» **QUESTÃO A**
Responda com base no texto sobre as tropas de mulas:
(i) De que parte do país as tropas de mulas eram trazidas?
(ii) Em que região as tropas eram negociadas?
(iii) Em que programa de televisão essas jornadas foram relembradas?
» **QUESTÃO B**
Dê a continuação do texto sobre as tropas de mulas, a partir do ponto em que ele termina.

» **BLOCO DE TEXTO**
▬▬▬▬▬▬
CAMINHOS DE PAPEL

domingo, julho 30, 2006

TROPA DE MULAS



É sabido que, no passado, tropas de mulas eram trazidas do sul do país para serem negociadas na região de Sorocaba. Era um negócio lucrativo e foi importante no desenvolvimento das regiões sudeste e centro-oeste. Nesse percurso do Rio Grande do Sul até seu destino, esses aventureiros criaram vilas que acabaram se transformando em cidades.
O tempo e a evolução dos transportes deu fim a essas heróicas jornadas, hoje pouco lembradas pelos brasileiros.
Foi no programa Globo Rural, da TV Globo, que esses heróis e suas jornadas foram relembrados através da recriação dessas caminhadas. Na edição de hoje, foi mostrado o início de uma viagem de tropa, partindo de seus pontos originais. O caminho a ser percorrido será o mesmo, passando por cidades agora enormes ou caminhando por asfalto, mas sempre relembrando o que eram aquelas aventuras.
▬▬▬▬▬▬
» **INFORMAÇÕES EXTRAÍDAS**
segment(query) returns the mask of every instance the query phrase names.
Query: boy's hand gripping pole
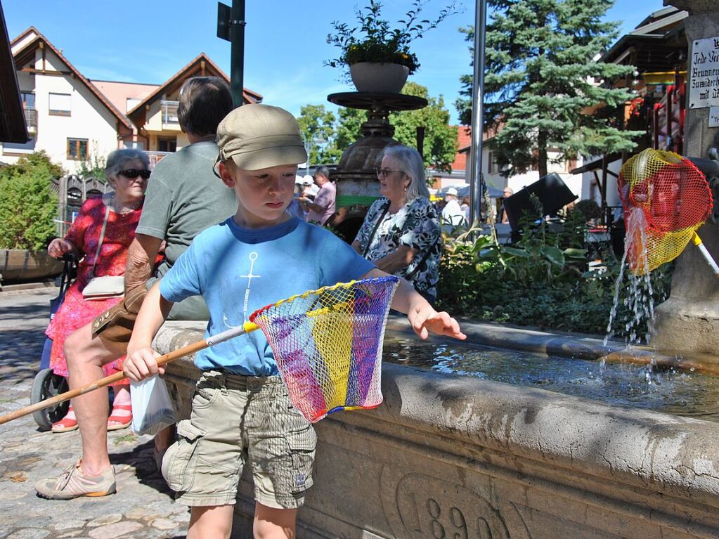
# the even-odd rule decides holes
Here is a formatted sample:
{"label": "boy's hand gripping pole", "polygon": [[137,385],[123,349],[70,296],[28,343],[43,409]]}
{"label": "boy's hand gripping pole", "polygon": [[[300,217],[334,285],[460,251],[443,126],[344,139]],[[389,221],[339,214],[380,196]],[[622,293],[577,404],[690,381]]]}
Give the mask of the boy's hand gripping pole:
{"label": "boy's hand gripping pole", "polygon": [[[169,354],[165,354],[164,356],[160,356],[157,358],[157,365],[164,365],[166,363],[170,363],[170,361],[179,359],[180,357],[183,357],[184,356],[189,355],[190,354],[194,354],[195,352],[199,351],[200,350],[203,350],[206,348],[209,348],[210,346],[214,346],[216,344],[225,341],[229,341],[234,337],[239,337],[240,335],[249,333],[258,328],[259,326],[257,324],[252,322],[245,322],[244,324],[239,326],[237,328],[232,328],[232,329],[223,331],[217,335],[208,337],[203,341],[198,341],[196,343],[193,343],[192,344],[188,344],[186,346],[174,350]],[[88,384],[87,385],[84,385],[82,387],[78,387],[76,390],[71,390],[64,393],[60,393],[58,395],[55,395],[55,397],[51,397],[49,399],[45,399],[40,402],[36,402],[34,405],[26,406],[25,407],[20,408],[19,410],[16,410],[14,412],[12,412],[11,413],[0,417],[0,425],[6,423],[14,419],[22,418],[24,415],[35,413],[38,410],[49,408],[50,406],[55,406],[60,402],[64,402],[65,400],[74,399],[75,397],[79,397],[80,395],[85,395],[86,393],[89,393],[91,391],[99,390],[101,387],[105,387],[106,386],[108,386],[115,382],[119,382],[124,377],[125,375],[124,373],[117,372],[114,374],[105,377],[99,380],[96,380],[91,384]]]}

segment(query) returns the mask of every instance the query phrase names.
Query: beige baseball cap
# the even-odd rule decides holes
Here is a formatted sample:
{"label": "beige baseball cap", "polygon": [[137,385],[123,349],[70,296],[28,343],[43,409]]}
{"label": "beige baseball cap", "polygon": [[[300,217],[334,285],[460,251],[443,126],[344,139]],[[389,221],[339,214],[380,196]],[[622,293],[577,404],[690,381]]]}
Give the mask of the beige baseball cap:
{"label": "beige baseball cap", "polygon": [[230,112],[217,126],[217,145],[220,160],[232,158],[245,170],[307,160],[295,116],[270,105],[243,105]]}

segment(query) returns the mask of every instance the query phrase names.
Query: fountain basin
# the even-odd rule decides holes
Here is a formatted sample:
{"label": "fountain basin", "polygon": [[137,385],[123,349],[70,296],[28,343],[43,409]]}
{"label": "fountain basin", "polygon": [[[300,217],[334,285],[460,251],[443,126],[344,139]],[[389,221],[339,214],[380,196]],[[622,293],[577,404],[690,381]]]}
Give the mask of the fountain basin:
{"label": "fountain basin", "polygon": [[[393,321],[388,335],[403,326]],[[202,327],[168,323],[155,346],[165,353],[194,341]],[[478,344],[489,336],[594,354],[601,343],[462,327]],[[197,374],[188,359],[168,368],[182,415]],[[316,425],[315,485],[298,537],[719,535],[719,425],[389,364],[383,392],[374,410]],[[233,537],[249,536],[252,492],[245,471]]]}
▬▬▬▬▬▬
» **ESPAÇO DE RESPOSTA A**
(i) Do sul do país.
(ii) Na região de Sorocaba.
(iii) No programa Globo Rural, da TV Globo.

» **ESPAÇO DE RESPOSTA B**
Sempre emociona ver que brasileiros se esforçam para manter o espírito vivo daquilo que hoje é história, mas um dia foi epopéia. Emociona também, ver que jovens partilham dessa aventura e até crianças, mesmo sem participar, também são tocadas pelo espírito da aventura. Foi mostrado um menino, devidamente pilchado (para quem não sabe, significa caracterizado como gaúcho), manejando o laço, pois trazia no sangue a marca de seus ancestrais.
Emocionante também, foi a presença de “José Tropeiro”, de 83 anos, também trajado, e louco para participar da jornada. Claro, não lhe foi possível, mas nem por isso deixou de mostrar sua força de tropeiro, gaúcho e brasileiro: com essa idade, ainda monta, laça e disputa torneios com seu filho e seu neto.
A história está presente na pessoa de “seu” José, brasileiro, gente do povo, gente nossa.
E pensar que certa pessoa vem e nos diz que, além dela, só Getúlio Vargas se aproximou mais do povo.
Pára de falar besteira, tchê.



sexta-feira, julho 28, 2006

PROVÉRBIOS CONTEMPORÂNEOS

NELSON MOTTA - Folha de São Paulo, 28/7.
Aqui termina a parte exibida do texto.